**Data entries**

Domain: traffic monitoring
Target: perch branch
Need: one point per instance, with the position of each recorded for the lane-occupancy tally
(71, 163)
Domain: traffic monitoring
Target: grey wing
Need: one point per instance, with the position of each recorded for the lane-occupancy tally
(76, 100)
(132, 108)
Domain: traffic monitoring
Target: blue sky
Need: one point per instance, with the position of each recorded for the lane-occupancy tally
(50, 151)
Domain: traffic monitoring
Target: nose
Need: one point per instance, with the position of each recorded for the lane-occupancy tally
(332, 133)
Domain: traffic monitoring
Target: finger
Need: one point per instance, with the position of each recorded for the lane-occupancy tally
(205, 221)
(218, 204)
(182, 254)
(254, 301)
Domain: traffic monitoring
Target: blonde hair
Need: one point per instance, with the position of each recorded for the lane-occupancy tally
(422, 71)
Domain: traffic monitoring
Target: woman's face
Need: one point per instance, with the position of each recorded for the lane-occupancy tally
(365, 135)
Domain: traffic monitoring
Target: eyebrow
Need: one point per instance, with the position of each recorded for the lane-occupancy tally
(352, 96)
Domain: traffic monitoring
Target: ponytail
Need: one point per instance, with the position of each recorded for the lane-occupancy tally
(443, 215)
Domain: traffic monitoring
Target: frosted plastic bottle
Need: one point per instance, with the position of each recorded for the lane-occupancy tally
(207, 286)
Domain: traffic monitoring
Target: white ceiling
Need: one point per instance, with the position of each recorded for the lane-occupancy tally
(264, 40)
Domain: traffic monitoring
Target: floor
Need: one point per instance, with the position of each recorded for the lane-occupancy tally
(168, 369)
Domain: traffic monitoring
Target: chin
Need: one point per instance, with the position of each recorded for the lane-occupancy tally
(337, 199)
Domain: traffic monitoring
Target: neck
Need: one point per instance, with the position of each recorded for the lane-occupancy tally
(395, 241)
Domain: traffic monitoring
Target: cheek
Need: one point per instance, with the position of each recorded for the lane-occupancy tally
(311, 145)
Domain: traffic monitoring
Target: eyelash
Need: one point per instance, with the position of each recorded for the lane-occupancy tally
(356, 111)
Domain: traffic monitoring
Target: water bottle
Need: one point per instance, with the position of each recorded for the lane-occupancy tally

**Exercise aim**
Output the listing above without altering a single character.

**Solution to the problem**
Domain: traffic monitoring
Target: perch branch
Need: one point per instance, with the position of each recorded for the lane-occupancy tally
(71, 163)
Domain: traffic monitoring
Target: grey wing
Need: one point per instance, with the position of each recorded for the lane-occupancy tally
(76, 100)
(132, 108)
Domain: traffic monitoring
Target: blue sky
Need: one point per instance, with the position of each recorded for the lane-occupancy tally
(50, 151)
Domain: traffic monitoring
Target: nose
Need: one point per instance, with the position of each recorded for the lane-occupancy tally
(332, 133)
Domain: traffic monitoring
Target: finger
Need: one point per instance, with the position of each recorded for the lane-occupancy tally
(205, 221)
(218, 204)
(182, 254)
(254, 301)
Domain: traffic monitoring
Target: blonde hair
Need: one point per instance, with the position of each recorded for the lane-occupancy tally
(422, 71)
Domain: traffic monitoring
Target: woman's face
Need: one point per instance, with the position of each recorded for the lane-occupancy tally
(365, 135)
Domain: traffic monitoring
Target: eyebrow
Need: one point per instance, with the position of each recorded for the lane-occupancy tally
(352, 96)
Domain: traffic monitoring
Target: ponytail
Need: one point per instance, with the position of each recorded for the lane-occupancy tally
(443, 215)
Domain: traffic monitoring
Target: frosted plastic bottle
Need: one point per instance, with the position of each recorded for the lane-occupancy tally
(207, 286)
Domain: traffic monitoring
Target: white ceiling
Need: one point per instance, with the position of each recorded for the lane-occupancy tally
(264, 40)
Domain: traffic monitoring
Target: floor
Need: one point per instance, with the position of each recorded for the lane-occupancy tally
(168, 369)
Domain: traffic monitoring
Target: chin
Need: one point per instance, with the position of each recorded for the lane-occupancy tally
(337, 199)
Domain: traffic monitoring
Target: neck
Need: one point per instance, with the position of each recorded for the lane-occupancy tally
(395, 241)
Domain: traffic monitoring
Target: cheek
Need: one point per instance, with the position of each recorded for the lane-occupancy tally
(311, 145)
Domain: traffic monitoring
Target: eyelash
Need: one point per instance, with the position of each recorded for the lane-occupancy tally
(356, 111)
Domain: traffic monitoring
Target: water bottle
Need: one point per instance, with the position of each recorded for the lane-occupancy tally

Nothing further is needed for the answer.